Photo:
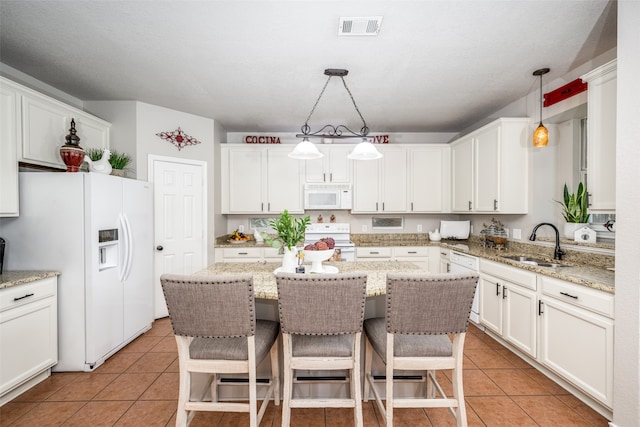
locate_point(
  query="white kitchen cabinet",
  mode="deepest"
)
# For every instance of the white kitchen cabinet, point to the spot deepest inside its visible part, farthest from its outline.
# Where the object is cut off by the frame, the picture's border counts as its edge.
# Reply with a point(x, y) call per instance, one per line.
point(9, 138)
point(333, 167)
point(260, 180)
point(428, 178)
point(419, 255)
point(489, 169)
point(576, 336)
point(601, 137)
point(380, 186)
point(44, 122)
point(508, 304)
point(28, 335)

══════

**YOUR TASK**
Rewrite the rows above with "white kitchen cabinet" changed to "kitchen drawer" wherever it appears, leaving everything else unchanged and omitting the pictures.

**RESPONSE**
Photo:
locate_point(
  query="kitchen drawer",
  mode="deepest"
)
# For every instance of the kitchen drawer, point to the spot deepest inside its visible part, farthest from its outline.
# Where the object is cut off by the frame, the picture's border counts as its edge.
# Reply with a point(x, y) call per instance, one per line.
point(9, 138)
point(333, 167)
point(260, 180)
point(428, 178)
point(419, 255)
point(489, 169)
point(576, 336)
point(601, 137)
point(380, 186)
point(44, 122)
point(508, 304)
point(28, 335)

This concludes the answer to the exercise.